▸ **PROBLEM DETAILS**
Return the line containing "Check that every instance of the white post" and all lines after it exactly; stop at the end of the material.

▸ **EXERCISE MATERIALS**
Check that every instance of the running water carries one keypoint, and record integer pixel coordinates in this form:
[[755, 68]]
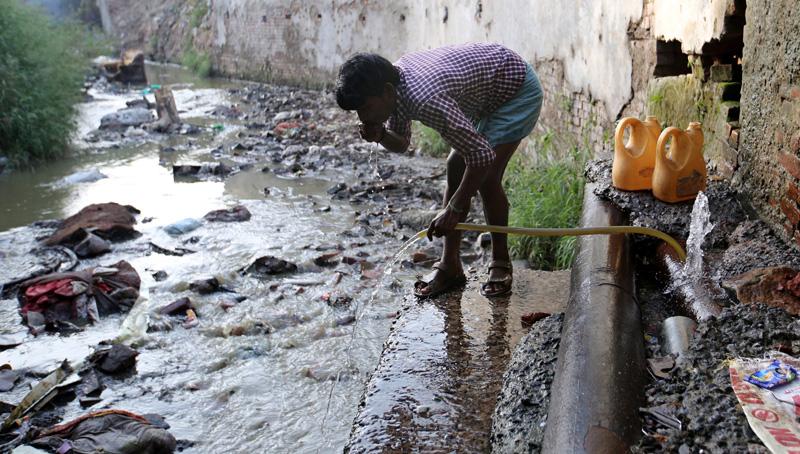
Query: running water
[[359, 313], [699, 228], [686, 280]]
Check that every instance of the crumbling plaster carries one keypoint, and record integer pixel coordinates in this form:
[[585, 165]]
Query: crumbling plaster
[[692, 22], [590, 38]]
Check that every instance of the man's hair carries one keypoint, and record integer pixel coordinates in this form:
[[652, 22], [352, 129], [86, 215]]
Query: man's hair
[[363, 75]]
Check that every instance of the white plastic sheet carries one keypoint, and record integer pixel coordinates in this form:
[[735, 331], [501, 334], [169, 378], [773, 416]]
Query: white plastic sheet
[[771, 413]]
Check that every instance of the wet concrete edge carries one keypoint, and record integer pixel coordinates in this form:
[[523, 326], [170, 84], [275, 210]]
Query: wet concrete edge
[[599, 380]]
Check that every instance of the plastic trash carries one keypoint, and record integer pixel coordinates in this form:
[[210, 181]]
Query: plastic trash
[[181, 227]]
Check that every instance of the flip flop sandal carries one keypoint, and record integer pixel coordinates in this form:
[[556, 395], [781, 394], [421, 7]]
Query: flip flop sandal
[[437, 287], [505, 282]]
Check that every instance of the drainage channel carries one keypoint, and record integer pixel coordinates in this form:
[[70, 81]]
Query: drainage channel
[[599, 380], [441, 369]]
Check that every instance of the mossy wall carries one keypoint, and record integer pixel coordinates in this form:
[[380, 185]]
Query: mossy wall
[[770, 139]]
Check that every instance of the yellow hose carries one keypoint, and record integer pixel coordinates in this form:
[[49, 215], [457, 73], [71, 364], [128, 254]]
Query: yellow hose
[[571, 232]]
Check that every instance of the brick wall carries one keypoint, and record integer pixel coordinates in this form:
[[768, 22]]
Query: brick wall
[[769, 138]]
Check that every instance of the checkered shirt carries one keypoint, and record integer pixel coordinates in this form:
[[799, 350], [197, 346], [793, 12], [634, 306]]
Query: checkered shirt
[[444, 88]]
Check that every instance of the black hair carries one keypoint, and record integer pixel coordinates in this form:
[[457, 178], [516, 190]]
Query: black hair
[[361, 76]]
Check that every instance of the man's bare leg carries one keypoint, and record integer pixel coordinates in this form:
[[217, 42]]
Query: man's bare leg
[[495, 208], [450, 262]]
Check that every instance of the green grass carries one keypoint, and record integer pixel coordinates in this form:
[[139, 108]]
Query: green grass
[[42, 66], [199, 10], [545, 190], [198, 62]]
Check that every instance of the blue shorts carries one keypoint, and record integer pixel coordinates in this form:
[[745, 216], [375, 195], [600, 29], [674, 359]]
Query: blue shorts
[[515, 119]]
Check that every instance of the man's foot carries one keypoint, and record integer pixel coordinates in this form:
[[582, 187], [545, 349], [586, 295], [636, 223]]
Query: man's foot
[[500, 279], [438, 281]]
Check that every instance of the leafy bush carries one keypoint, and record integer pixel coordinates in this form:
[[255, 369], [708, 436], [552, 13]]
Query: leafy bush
[[545, 190], [199, 10], [42, 67], [199, 63], [429, 141]]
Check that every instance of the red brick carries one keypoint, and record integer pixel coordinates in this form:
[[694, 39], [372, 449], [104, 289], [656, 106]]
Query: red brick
[[796, 142], [791, 163], [733, 139], [791, 212], [792, 192]]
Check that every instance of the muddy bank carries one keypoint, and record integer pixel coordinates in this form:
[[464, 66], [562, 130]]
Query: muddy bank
[[284, 300], [696, 388]]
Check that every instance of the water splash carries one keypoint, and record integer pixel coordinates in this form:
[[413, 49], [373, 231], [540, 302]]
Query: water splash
[[359, 313], [686, 282], [699, 228]]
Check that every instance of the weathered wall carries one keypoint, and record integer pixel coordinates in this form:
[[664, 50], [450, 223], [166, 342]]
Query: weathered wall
[[770, 140], [598, 60]]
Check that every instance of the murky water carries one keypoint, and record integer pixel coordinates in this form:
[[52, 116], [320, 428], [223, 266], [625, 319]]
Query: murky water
[[225, 393]]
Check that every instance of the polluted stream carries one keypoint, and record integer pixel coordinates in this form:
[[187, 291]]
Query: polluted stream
[[276, 363]]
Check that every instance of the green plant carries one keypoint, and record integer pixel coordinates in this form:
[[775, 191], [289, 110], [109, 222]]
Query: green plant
[[199, 63], [429, 141], [42, 67], [545, 190], [199, 11]]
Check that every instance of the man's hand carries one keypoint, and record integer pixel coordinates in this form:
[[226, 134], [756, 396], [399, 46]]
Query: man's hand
[[372, 132]]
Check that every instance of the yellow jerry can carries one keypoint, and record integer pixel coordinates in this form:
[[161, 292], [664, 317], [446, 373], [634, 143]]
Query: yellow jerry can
[[680, 173], [634, 161]]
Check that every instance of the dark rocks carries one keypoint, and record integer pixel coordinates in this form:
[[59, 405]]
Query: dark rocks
[[110, 221], [92, 246], [205, 286], [181, 305], [773, 286], [520, 417], [125, 118], [700, 387], [235, 214], [268, 266], [119, 358]]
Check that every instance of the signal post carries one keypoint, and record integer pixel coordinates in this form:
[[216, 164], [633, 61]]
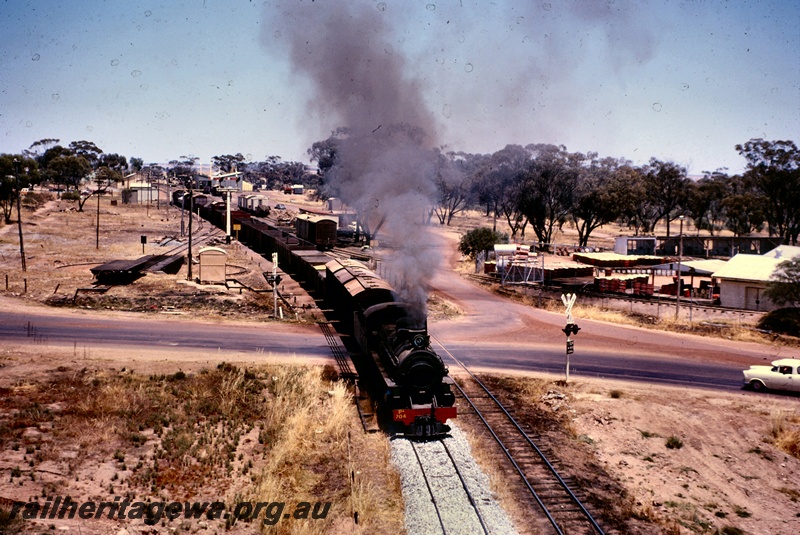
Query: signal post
[[570, 328]]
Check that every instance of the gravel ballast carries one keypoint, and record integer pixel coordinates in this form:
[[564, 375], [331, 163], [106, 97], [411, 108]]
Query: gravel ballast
[[452, 504]]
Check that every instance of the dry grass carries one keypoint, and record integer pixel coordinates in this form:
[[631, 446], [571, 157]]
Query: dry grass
[[267, 434], [785, 432]]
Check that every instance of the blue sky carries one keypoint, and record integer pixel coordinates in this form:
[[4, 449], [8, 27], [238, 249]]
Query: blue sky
[[682, 81]]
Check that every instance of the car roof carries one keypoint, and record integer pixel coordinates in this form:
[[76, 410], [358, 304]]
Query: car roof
[[786, 362]]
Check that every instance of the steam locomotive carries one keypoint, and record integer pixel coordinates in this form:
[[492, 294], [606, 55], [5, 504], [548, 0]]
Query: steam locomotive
[[394, 358], [407, 379]]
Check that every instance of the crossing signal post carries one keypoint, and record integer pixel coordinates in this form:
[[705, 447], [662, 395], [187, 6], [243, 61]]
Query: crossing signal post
[[570, 329]]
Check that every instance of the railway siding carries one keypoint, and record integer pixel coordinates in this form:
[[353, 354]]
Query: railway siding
[[442, 499]]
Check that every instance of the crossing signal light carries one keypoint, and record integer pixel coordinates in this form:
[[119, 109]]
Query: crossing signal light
[[571, 328]]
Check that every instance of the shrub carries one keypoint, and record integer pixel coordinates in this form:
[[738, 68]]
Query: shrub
[[783, 321], [480, 239], [674, 443]]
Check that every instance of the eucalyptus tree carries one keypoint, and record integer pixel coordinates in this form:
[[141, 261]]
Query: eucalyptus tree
[[549, 185], [667, 190], [600, 195], [455, 172], [705, 201], [503, 174], [638, 210], [17, 171], [773, 167]]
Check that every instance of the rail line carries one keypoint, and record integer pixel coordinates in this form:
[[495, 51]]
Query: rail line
[[448, 491], [562, 508]]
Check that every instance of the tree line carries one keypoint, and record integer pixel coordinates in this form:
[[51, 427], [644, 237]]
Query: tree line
[[68, 167], [542, 187], [536, 187]]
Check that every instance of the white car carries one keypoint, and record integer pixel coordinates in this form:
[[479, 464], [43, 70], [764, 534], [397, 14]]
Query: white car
[[784, 374]]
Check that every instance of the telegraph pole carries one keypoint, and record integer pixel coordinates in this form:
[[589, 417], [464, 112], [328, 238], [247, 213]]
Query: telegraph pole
[[680, 278], [189, 272], [19, 215]]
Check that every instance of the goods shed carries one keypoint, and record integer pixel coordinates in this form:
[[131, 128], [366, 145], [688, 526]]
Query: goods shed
[[743, 278]]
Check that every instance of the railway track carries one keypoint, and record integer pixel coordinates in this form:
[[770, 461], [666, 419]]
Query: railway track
[[550, 493], [444, 489]]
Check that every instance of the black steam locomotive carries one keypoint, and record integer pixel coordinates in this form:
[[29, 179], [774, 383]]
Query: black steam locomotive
[[395, 361], [407, 378]]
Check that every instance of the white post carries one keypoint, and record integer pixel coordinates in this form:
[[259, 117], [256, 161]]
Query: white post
[[569, 302], [228, 218], [274, 285]]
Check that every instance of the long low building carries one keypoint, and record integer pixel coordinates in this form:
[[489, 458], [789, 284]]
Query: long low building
[[743, 279]]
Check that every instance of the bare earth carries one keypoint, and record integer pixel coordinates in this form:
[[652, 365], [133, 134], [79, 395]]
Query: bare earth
[[728, 473]]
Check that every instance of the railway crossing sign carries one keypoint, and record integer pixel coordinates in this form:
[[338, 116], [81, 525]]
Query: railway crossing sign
[[569, 302], [570, 328]]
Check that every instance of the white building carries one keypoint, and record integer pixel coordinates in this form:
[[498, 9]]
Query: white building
[[743, 278]]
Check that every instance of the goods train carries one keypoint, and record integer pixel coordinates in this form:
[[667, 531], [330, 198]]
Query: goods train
[[396, 363], [406, 377]]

▸ **WRITTEN REPLY**
Check that every instance of the white post carries one keypoint, and record integer pixel coordinates in this form:
[[259, 117], [256, 161]]
Query: white post
[[569, 302], [228, 218], [274, 285]]
Check that every instance of the long low building carries one keypoint, and record integer pixel coordinates in this form:
[[489, 458], [789, 284]]
Query: long low building
[[743, 279]]
Check that every instance of the bare earth carries one keypoint, and record integer pixel coordinates in this form:
[[652, 365], [133, 134], [79, 395]]
Query: bare earth
[[728, 473]]
Check that every instance of the railway crossing sign carries one keypoint, and record integer pixel coordinates in this form:
[[338, 116], [81, 525]]
Query: railway crossing sign
[[569, 302], [570, 328]]
Check that every instance of the white building carries one keypoint, and record integer pixel coordinates in this form:
[[498, 9]]
Query: white building
[[743, 278]]
Check that every instance of the goods train carries one keypoint, and record integer pixel coordinates in this form:
[[667, 531], [330, 198]]
Query: goods train
[[396, 363], [406, 377]]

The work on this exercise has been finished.